The request: Word for word, repeat the lines of the records from the one containing "For the evaluation set, tag each instance of the jeep dealership" through the last line, both included.
--
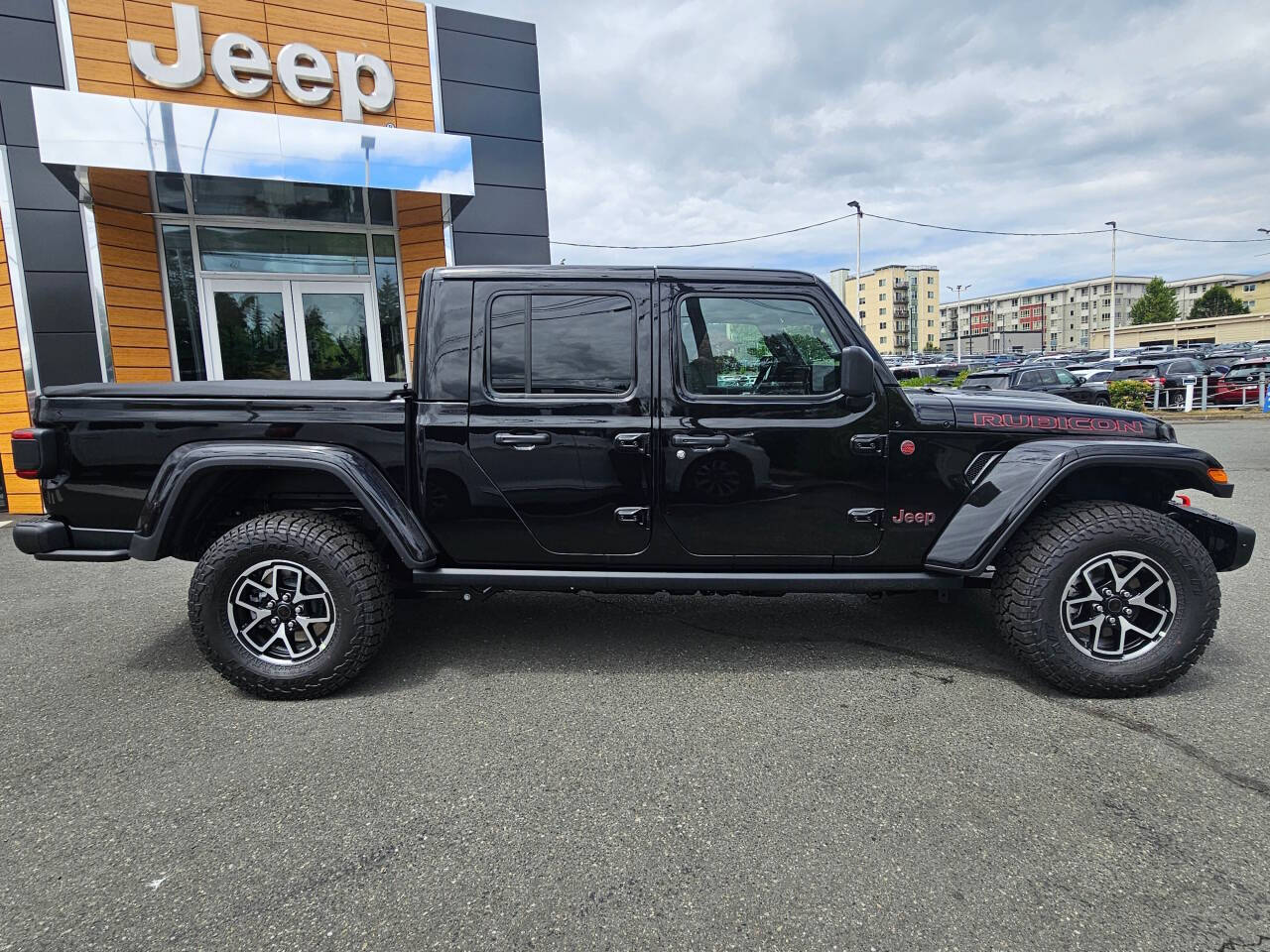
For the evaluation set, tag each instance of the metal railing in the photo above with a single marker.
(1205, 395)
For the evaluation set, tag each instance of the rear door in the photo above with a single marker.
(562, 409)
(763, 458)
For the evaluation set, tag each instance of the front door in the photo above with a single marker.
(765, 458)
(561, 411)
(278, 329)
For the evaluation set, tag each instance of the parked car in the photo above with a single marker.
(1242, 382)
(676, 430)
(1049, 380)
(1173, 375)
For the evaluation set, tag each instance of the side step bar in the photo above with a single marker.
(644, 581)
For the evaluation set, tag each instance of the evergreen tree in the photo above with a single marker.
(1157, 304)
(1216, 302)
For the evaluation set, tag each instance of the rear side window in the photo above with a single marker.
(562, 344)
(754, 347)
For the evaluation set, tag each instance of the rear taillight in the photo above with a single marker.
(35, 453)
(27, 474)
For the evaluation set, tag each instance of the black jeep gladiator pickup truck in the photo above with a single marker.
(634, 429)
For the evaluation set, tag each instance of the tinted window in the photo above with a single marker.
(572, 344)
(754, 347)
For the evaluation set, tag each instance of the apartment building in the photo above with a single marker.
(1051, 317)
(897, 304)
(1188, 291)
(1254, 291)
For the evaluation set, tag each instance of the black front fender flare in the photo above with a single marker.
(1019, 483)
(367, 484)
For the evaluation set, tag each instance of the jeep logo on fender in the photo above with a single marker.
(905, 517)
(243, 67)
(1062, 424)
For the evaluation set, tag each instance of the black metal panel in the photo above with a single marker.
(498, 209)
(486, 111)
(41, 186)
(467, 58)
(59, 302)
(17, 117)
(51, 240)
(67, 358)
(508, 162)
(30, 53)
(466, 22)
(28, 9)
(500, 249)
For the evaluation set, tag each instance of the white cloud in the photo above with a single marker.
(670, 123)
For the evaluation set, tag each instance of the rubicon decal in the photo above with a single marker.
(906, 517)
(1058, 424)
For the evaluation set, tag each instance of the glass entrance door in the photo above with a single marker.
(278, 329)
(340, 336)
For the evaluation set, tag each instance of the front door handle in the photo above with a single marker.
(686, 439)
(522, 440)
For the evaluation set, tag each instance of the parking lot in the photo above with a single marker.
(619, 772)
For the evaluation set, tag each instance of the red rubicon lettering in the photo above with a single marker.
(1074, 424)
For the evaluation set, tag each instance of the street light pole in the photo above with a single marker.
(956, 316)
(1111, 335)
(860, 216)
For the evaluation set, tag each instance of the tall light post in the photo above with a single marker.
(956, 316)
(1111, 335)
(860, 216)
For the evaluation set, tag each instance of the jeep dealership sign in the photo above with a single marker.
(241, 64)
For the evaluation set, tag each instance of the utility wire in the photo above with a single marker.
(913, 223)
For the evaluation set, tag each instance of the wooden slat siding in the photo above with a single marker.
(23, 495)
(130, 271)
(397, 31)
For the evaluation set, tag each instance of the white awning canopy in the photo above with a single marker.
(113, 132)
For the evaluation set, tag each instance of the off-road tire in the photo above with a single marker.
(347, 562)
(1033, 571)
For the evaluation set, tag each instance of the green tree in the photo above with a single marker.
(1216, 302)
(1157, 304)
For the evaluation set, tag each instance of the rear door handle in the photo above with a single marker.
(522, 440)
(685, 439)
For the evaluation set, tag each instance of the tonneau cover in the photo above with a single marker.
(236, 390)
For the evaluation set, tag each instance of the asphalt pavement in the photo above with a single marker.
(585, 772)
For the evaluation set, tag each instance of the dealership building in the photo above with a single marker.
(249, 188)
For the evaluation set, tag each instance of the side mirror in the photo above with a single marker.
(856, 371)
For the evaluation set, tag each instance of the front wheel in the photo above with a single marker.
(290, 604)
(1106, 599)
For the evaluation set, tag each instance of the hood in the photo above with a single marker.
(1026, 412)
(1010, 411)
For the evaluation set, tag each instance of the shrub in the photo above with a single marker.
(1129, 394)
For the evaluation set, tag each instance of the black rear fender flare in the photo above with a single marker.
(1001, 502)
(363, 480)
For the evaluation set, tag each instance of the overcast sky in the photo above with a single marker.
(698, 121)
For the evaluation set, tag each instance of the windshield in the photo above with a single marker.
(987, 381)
--
Finished exercise:
For the evaluation set, tag each instance of the jeep dealership sign in the photo above with a single marker.
(241, 64)
For the evaluation set, tag each instance of the utility wire in the photo above with a single marker.
(913, 223)
For the evaluation set, tag each instance of the wooden slat siding in the photo above with a single marker.
(23, 495)
(130, 271)
(397, 31)
For the evaluation set, tag each instance of the white awning canopy in the photo above with a single marker.
(113, 132)
For the evaluation set, tag each instance of the off-road tire in the photo above with a single marker.
(347, 562)
(1033, 571)
For the evaluation set, tag each instance of the green tree in the photo above with a single marker.
(1216, 302)
(1157, 304)
For the evaluation set, tag each instance of the rear door handle in the photo above with a single marker.
(522, 440)
(685, 439)
For the evaluation set, tag each instance of the tonneau cover in the photo above with a single marker.
(236, 390)
For the evaluation set, tag each instance of the asphalt pavement in the photo above with a single marker.
(585, 772)
For the evaluation set, tag each instance of the dealership building in the photo above with a single marker.
(249, 188)
For the evaluation set, tag each instance of the side mirror in the photo above with a single marker.
(856, 371)
For the evaluation set, tag each instance of the front wheel in the photo above with a single marker.
(290, 604)
(1106, 599)
For the evaluation set, tag each instance of the hood in the photo above with a single marker.
(1026, 412)
(1010, 411)
For the evaluation set, tag each instance of the shrub in the photo above with a single marker.
(1129, 394)
For the evaluation set, tag each instance of the black rear fender flare in the photo above with a single marker.
(1001, 502)
(363, 480)
For the evaluation set, tag each instance of the overcast sky in the photo above with a single marker.
(698, 121)
For the evaluation set, tag each instance of the windshield in the photo above with a single marker.
(987, 381)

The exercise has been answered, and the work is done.